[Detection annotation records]
◆ ◆ ◆ ◆

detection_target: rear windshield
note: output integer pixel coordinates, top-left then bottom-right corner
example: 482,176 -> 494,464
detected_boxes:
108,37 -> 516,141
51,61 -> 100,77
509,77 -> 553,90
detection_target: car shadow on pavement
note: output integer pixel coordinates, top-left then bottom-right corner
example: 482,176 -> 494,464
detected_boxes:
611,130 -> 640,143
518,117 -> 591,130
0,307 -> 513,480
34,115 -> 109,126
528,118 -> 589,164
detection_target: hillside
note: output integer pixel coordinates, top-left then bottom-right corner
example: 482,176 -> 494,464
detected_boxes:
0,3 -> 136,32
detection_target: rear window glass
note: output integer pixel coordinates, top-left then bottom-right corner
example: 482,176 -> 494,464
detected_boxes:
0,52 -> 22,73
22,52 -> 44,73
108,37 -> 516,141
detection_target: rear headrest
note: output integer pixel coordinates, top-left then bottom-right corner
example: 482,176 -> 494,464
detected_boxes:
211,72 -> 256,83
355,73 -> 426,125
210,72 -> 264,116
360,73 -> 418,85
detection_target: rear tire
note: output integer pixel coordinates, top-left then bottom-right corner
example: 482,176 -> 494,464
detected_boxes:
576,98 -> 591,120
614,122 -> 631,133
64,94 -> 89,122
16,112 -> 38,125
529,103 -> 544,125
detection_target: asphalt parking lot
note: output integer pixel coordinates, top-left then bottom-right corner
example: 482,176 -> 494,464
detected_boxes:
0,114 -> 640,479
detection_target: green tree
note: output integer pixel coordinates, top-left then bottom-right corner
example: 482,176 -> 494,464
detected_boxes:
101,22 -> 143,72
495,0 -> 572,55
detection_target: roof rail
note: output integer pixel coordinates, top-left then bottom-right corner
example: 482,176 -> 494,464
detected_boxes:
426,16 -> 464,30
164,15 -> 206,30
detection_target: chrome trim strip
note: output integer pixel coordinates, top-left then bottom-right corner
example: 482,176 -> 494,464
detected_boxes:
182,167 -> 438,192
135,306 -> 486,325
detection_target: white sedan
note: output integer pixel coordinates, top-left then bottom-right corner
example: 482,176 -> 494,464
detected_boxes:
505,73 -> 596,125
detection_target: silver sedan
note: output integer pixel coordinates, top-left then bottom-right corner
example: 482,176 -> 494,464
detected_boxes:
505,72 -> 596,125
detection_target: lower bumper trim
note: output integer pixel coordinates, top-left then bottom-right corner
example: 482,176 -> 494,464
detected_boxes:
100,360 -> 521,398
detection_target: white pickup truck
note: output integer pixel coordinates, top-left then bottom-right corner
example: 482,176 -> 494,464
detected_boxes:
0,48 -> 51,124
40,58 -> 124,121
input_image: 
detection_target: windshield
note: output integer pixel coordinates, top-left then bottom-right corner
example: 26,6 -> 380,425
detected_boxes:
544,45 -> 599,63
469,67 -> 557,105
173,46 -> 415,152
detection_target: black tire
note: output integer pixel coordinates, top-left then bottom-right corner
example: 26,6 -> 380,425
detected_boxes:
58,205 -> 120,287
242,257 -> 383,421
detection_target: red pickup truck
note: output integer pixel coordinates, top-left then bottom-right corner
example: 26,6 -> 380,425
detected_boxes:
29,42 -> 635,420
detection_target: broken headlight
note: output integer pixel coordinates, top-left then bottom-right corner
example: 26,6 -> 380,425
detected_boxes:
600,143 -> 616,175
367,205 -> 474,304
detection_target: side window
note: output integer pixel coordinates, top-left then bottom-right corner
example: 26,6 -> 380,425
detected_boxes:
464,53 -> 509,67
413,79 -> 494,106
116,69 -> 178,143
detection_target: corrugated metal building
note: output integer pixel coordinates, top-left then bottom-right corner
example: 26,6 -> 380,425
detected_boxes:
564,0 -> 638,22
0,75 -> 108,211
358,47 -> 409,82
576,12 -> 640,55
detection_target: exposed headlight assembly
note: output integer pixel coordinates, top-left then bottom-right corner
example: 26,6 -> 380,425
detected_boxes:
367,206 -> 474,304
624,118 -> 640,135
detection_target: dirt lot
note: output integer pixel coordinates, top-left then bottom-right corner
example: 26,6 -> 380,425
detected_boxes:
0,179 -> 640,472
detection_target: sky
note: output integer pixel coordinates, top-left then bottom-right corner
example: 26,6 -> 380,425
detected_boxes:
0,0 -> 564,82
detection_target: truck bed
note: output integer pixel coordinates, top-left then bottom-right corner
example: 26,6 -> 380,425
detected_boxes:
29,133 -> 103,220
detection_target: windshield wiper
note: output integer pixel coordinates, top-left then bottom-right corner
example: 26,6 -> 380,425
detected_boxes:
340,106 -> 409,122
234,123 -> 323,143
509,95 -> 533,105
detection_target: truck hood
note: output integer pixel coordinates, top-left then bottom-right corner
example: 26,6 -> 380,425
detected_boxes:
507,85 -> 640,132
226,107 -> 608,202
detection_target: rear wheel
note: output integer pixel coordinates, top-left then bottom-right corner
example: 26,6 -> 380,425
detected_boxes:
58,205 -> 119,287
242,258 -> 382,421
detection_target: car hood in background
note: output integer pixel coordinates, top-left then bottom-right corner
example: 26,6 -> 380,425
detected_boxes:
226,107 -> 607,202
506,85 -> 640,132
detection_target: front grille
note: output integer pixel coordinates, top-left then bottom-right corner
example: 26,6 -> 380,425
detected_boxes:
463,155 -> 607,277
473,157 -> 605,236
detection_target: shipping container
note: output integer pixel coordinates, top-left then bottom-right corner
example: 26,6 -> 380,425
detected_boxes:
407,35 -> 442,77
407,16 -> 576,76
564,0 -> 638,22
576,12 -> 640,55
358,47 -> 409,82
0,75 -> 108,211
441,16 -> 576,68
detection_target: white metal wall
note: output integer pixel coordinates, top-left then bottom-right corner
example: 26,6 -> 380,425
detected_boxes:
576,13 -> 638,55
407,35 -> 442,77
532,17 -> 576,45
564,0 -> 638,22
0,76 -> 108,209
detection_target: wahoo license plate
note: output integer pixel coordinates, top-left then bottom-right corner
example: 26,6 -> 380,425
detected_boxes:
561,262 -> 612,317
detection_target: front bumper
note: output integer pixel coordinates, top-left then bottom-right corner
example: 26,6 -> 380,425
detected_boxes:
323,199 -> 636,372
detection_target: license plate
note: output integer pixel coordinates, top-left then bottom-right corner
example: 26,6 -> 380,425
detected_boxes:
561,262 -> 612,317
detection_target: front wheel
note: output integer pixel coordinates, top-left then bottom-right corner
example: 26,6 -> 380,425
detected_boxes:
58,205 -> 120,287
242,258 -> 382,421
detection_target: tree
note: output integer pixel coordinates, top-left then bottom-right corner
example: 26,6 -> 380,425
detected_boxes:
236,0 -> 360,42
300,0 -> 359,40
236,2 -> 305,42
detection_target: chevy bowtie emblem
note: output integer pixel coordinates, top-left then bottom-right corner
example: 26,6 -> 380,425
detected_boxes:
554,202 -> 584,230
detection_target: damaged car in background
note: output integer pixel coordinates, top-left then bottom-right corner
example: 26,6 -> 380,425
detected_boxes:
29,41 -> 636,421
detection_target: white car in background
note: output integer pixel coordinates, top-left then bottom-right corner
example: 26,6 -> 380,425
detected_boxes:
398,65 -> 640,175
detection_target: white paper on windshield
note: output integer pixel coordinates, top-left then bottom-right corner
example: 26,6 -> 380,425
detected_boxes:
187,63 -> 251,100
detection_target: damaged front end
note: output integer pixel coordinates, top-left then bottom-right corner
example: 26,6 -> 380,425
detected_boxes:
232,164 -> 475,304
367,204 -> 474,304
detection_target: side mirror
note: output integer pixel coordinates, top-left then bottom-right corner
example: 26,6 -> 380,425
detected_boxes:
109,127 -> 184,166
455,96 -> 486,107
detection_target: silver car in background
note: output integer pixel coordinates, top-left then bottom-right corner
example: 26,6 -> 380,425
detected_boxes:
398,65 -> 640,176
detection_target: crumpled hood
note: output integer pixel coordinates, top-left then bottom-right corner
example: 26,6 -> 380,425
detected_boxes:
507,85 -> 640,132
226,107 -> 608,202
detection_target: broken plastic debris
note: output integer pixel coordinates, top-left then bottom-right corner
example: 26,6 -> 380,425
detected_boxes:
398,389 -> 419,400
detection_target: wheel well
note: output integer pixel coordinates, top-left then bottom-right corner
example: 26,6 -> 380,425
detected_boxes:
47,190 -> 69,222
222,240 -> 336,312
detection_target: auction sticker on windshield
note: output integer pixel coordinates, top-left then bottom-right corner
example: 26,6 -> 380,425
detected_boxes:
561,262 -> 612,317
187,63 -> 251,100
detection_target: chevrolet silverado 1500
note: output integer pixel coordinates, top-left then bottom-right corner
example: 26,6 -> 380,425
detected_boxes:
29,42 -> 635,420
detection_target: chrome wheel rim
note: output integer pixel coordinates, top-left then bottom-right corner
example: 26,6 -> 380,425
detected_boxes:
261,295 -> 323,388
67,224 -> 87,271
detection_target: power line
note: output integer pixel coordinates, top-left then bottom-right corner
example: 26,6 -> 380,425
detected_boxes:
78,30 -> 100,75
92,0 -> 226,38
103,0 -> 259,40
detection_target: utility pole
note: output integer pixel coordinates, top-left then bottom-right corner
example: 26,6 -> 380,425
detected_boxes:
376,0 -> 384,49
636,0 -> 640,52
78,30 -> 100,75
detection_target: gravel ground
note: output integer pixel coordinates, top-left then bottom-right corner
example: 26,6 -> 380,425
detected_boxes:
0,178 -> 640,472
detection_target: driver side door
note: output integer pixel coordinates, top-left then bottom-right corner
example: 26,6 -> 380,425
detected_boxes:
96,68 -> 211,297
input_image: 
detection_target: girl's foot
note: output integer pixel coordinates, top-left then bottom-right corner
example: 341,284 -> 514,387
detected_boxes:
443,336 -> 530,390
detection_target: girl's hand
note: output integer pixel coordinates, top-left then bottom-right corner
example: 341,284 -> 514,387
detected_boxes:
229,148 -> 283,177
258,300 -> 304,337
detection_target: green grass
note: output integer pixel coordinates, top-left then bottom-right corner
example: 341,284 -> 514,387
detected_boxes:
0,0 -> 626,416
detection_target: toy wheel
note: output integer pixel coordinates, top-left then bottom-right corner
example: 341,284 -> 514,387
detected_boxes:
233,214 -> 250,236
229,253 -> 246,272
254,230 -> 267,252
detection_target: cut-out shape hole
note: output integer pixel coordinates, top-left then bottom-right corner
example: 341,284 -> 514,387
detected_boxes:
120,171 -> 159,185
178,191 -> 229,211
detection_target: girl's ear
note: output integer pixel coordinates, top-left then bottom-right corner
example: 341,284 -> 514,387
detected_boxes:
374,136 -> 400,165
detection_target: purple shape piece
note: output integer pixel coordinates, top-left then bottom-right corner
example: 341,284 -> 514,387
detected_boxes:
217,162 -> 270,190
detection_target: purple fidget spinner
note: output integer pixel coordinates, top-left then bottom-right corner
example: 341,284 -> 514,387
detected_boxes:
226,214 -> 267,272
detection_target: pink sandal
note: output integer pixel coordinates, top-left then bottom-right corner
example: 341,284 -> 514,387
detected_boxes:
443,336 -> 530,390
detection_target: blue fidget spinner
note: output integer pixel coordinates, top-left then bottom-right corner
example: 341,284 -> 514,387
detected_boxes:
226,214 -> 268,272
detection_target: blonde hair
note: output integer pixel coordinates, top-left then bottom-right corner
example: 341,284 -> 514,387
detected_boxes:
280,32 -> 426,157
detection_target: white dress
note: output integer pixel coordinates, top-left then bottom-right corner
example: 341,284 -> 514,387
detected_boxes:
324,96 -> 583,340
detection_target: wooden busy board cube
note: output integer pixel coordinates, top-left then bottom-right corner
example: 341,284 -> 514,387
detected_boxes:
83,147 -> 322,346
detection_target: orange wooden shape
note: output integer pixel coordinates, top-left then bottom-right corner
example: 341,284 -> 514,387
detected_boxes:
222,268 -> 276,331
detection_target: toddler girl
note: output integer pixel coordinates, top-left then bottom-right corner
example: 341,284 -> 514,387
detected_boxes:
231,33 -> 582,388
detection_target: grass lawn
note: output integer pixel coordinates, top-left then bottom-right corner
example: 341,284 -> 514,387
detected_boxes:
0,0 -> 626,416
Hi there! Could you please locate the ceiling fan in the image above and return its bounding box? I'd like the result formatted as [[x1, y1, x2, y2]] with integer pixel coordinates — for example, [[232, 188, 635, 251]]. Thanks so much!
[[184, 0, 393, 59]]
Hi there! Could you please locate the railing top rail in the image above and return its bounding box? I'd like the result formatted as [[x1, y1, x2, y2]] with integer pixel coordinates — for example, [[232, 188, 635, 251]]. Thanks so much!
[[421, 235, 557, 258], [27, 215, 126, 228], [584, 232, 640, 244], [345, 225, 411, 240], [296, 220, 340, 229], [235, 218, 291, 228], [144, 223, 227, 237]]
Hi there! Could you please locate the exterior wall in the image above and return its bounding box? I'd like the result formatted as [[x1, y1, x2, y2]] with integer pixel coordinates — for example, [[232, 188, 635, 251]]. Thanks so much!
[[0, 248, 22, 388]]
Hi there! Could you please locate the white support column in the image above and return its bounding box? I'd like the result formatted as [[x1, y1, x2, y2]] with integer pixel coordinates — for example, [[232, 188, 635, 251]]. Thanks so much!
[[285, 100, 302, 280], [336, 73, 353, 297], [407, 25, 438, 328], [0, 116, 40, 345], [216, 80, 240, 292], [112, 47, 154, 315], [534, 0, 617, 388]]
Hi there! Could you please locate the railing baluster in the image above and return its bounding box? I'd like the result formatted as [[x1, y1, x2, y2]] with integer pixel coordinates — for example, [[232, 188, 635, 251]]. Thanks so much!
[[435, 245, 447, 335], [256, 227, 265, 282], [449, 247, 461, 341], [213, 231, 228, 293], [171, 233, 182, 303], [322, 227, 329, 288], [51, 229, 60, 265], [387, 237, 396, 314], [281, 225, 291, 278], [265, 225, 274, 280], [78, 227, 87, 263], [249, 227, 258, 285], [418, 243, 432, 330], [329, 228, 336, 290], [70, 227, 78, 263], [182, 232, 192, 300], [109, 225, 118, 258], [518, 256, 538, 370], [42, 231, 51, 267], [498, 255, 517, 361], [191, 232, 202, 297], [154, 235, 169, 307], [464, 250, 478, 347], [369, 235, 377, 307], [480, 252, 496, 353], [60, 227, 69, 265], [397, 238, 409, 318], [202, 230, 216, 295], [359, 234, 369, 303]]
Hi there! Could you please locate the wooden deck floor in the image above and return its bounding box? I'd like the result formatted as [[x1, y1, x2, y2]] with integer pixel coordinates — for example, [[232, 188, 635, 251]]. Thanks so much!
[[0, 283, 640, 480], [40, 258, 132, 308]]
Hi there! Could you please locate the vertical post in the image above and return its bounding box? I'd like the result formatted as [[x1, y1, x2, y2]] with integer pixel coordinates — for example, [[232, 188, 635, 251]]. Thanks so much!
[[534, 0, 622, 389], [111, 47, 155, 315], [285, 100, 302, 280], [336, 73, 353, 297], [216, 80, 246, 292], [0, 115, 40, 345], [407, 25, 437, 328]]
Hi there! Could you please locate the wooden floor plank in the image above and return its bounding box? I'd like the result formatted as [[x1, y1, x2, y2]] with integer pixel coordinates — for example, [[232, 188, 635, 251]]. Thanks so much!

◆ ◆ ◆ ◆

PROBLEM: Can you reproduce, word for word, the listing above, starting with its very first line and going on through the line that contains "360,73 -> 418,85", with both of those lines included?

FINAL RESULT:
detection_target: rear windshield
note: output integer pixel coordinates, top-left then bottom-right corner
example: 482,176 -> 494,464
detected_boxes:
108,37 -> 516,141
51,61 -> 100,77
509,77 -> 553,90
detection_target: car shadow on pavement
note: output integer pixel coordinates, top-left then bottom-right corner
example: 482,176 -> 494,464
detected_boxes:
611,130 -> 640,143
518,117 -> 591,130
0,307 -> 513,480
34,115 -> 109,126
528,118 -> 589,164
detection_target: hillside
note: output integer pixel coordinates, top-left then bottom-right corner
example: 482,176 -> 494,464
detected_boxes:
0,3 -> 136,32
detection_target: rear window glass
note: output integer pixel coordinates, top-left then bottom-right corner
example: 482,176 -> 494,464
detected_boxes:
0,52 -> 22,73
22,52 -> 44,73
108,37 -> 516,141
detection_target: rear headrest
note: output integer pixel coordinates, top-left then bottom-right corner
example: 482,176 -> 494,464
detected_boxes:
211,72 -> 256,83
355,73 -> 426,125
210,72 -> 264,116
360,73 -> 418,85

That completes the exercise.